WORK TO DO:
1 - According to the film summary, how many days did the filming take?
2 - Repeat the passage of the film summary between "Professional photographer Andrei" and "not to leave.", inclusive, word for word.

TEXT BLOCK:
During her bath she discovers a young girl's mutilated corpse whose death was caused by strangulation. Upon Dina's scream the whole district shows up and she is immediately detained by the police, thus becoming the main suspect. Pyotr Matyukhin (Mikhail Filippov), investigator of the local department of internal affairs, begins to pressure the girl into confessing to the murder. All the evidence points to Dina; there are even photos where Dina is pictured next to the deceased in a beach restaurant near the local sight – Snake Spring. But these photographic materials do not correspond to reality.

Professional photographer Andrei (Dmitry Maryanov) who supposedly made these pictures claims that he does not remember anything of the sort. Thanks to the intervention of school director Tamara Georgievna (Olga Ostroumova), Dina returns to work and to everyday life. But the investigator does not remove her from the list of suspects and makes her sign a written pledge not to leave.

Tamara Georgievna, having great authority in the city, tries in every possible way to change the course of the investigation in this case. She is actively assisted by the school secretary Andron Balashov (Yevgeny Mironov), a former prodigious pupil of the same school and pride of the city.

At the same time serial killings of young girls occur in the town. Local residents are sure that Dina is involved in these brutal murders. They demand that she be punished severely and begin to hunt for her. Circumstances develop in such a way that someone specially substitutes the young teacher. School teacher Mariana Pavlovna (Elena Anisimova), from whom Dina has been renting her room since she arrived, in the light of recent events is ready to put her out on the street. Dina herself, along with Zinochka and photographer Andrei, who have become her best friends, begin to conduct their own investigation. And as a result many unexpected details are revealed. For example, the drunkard joker Alex – a pest of Dina and Zinochka, is Tamara Georgievna's longtime lover.

== Cast==
- Sergei Makhovikov as Alexei Grigoryevich, the school doctor
- Yekaterina Guseva as Dina Sergeevna
- Olga Ostroumova as Tamara Georgievna, director of the school
- Yevgeny Mironov as Andron Anatolyevich Balashov, school secretary
- Dmitry Maryanov as Andrei, photographer
- Lev Borisov as Semyon Semyonovich
- Mikhail Filippov as Matyuhin, investigator
- Yekaterina Vulichenko as Zina, Alexei's wife
- Elena Anisimova as Mariana Pavlovna, Zinochka's mother

==Production==
The film was shot in the urban settlements of Proletarsky (Moscow region) and Sharapova Okhota of the Serpukhovsky District of the Moscow region from June 1 to June 27, 1997 – the filming took 26 days, which at the time was one of the quickest shoots in the history of Russian cinematography.

Yevgeny Mironov was initially hired to play the photographer Andrei, but later he himself chose to play school secretary Andron.

DATA PROVIDED:
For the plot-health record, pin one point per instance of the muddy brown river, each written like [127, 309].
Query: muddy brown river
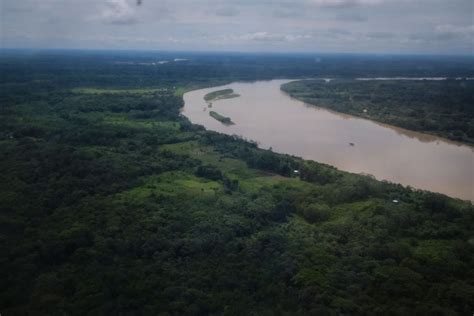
[270, 117]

SOLUTIONS TO THE EXERCISE:
1 - 26 days

2 -
Professional photographer Andrei (Dmitry Maryanov) who supposedly made these pictures claims that he does not remember anything of the sort. Thanks to the intervention of school director Tamara Georgievna (Olga Ostroumova), Dina returns to work and to everyday life. But the investigator does not remove her from the list of suspects and makes her sign a written pledge not to leave.